- _Consignes_:
1. D'après le texte sur la guillotine, quel était le poids total de la machine montée et en état de marche ?
2. Recopiez le texte sur la guillotine depuis « Guillotine, fin de » jusqu'à « qui l'ont enfantée... » inclus.

Guillotine, fin de partie (réflexions sur l’homme et la machine)

Fini le temps des petits matins lugubres où l'on voyait le plus misérable parmi les misérables livrés pieds et poings liés à la machine... Mais qui peut affirmer qu'avec la mise au rancart de la guillotine il y a quarante ans, les rapports de l'homme et de la machine ont, tout à coup, cessé d'être funestes ? Qui peut, aujourd'hui, proclamer la victoire définitive de l'homme sur la machine ? En disparaissant, la guillotine n'a pas entraîné derrière elle la disparition des structures techno-économiques qui l'ont enfantée...

Photo J-M Bessette

La loi portant abolition de la peine de mort fut promulguée le 9 octobre 1981, il y a maintenant 40 ans. Jetons un dernier coup d’œil à la machine qui, entre avril 1792 et septembre 1977 (dernière exécution), a coupé quelque 8 à 10 000 têtes... (hormis les 35 à 40 000 victimes de la Terreur).

Caractéristiques techniques de la machine

Depuis le début du XXe siècle, la guillotine n'a plus changé. Ses caractéristiques techniques étaient les suivantes :

-Hauteur des montants verticaux : 4,50 m ;

-Espace entre les montants : 37 cm ;

-Poids du couperet : 7 kg (le couperet est fixé au « mouton » qui le surplombe par trois boulons pesant chacun 1 kg) ;

-Poids du mouton : 30 kg ;

-Poids total décapiteur (mouton + couperet + boulons) = 40kg;

-Hauteur de chute du couperet (avant de rencontrer la nuque du supplicié) = 2,25 m ;

-Poids total de la machine (montée, en état de marche) = 580 kg.

Performances de la machine

-Vitesse du couperet au point d'impact. On sait que la vitesse est égale à la racine carrée du double de la constante d'accélération multiplié par la hauteur de la chute. Si l'on considère que les frottements sont négligeables (hypothèse d’école…), on applique simplement la formule V= √2gh soit V= √2x9,81x2,25 ce qui donne une vitesse de l'ordre de 6,50 m/seconde;

-Temps de coupe. Connaissant la vitesse, on peut alors calculer le temps de coupe. Ce temps est égal à la distance à couper (en l'occurrence le diamètre du cou) divisée par la vitesse de chute du couperet au point d'impact. En fonction d'un cou standard de 13 cm de diamètre, dont on considère la résistance comme négligeable, il suffit d'appliquer la formule : t = d/v soit t = 0,13/6,50 ce qui donne un temps de coupe de l'ordre de 2/100e de seconde.

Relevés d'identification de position

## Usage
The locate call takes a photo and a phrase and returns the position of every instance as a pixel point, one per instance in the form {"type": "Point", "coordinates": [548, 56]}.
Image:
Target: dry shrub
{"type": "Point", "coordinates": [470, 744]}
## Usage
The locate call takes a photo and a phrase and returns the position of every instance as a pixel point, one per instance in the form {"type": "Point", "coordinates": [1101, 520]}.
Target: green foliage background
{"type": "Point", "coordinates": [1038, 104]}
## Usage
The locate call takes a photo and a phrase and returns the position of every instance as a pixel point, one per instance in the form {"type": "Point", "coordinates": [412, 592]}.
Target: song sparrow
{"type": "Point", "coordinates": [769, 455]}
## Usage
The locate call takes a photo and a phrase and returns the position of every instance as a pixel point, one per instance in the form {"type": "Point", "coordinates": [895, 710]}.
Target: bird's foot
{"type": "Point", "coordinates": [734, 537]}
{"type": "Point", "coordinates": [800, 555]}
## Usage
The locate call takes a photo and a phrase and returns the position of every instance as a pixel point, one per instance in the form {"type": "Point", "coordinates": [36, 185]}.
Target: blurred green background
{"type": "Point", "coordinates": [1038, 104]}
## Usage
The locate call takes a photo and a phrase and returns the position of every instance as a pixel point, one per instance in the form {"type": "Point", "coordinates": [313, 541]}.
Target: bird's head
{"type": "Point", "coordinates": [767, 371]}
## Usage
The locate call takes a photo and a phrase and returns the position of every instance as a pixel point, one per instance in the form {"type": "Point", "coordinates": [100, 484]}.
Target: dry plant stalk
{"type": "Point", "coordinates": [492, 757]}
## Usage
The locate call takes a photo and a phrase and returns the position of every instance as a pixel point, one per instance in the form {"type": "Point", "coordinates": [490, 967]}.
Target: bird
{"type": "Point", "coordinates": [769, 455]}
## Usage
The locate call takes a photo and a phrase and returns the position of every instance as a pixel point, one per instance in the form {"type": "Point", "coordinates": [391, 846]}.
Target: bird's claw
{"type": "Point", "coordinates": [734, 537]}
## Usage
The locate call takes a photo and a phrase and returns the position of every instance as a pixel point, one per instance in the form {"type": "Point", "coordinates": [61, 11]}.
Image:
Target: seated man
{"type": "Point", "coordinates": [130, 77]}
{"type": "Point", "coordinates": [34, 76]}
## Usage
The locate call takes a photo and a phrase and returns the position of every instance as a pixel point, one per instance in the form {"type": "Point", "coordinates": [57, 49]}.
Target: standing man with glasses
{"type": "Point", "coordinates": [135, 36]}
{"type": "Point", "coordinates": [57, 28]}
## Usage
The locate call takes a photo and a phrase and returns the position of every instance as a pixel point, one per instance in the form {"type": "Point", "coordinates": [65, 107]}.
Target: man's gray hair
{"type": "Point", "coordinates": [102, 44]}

- _Corrigé_:
1. 580 kg.

2.
Guillotine, fin de partie (réflexions sur l’homme et la machine)

Fini le temps des petits matins lugubres où l'on voyait le plus misérable parmi les misérables livrés pieds et poings liés à la machine... Mais qui peut affirmer qu'avec la mise au rancart de la guillotine il y a quarante ans, les rapports de l'homme et de la machine ont, tout à coup, cessé d'être funestes ? Qui peut, aujourd'hui, proclamer la victoire définitive de l'homme sur la machine ? En disparaissant, la guillotine n'a pas entraîné derrière elle la disparition des structures techno-économiques qui l'ont enfantée...